> _Assignment_: Without including any picture, repeat the records below exactly.

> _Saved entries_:
________________

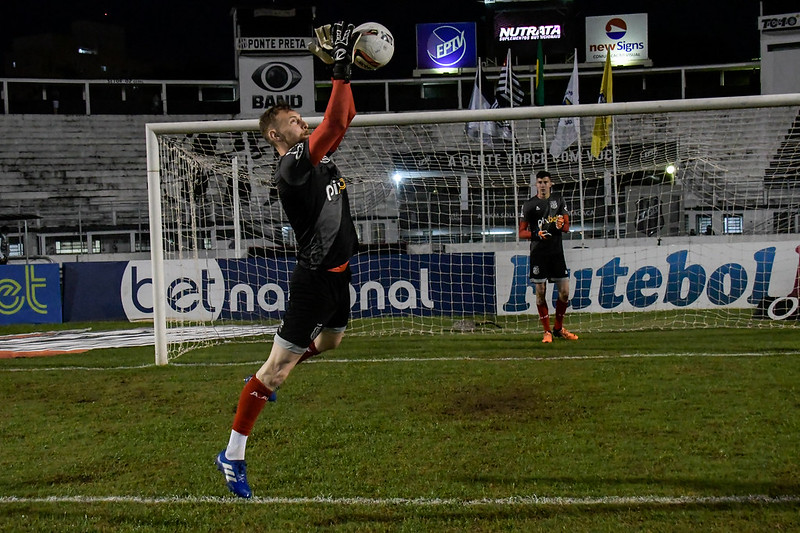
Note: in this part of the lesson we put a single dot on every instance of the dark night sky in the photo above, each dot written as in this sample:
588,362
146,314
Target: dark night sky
194,39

________________

> _Answer box_:
Note: in this part of the lesson we put a single dot on every instance of the dark night sky in the photo above, each dot written as in this sample:
588,362
146,314
Target: dark night sky
194,39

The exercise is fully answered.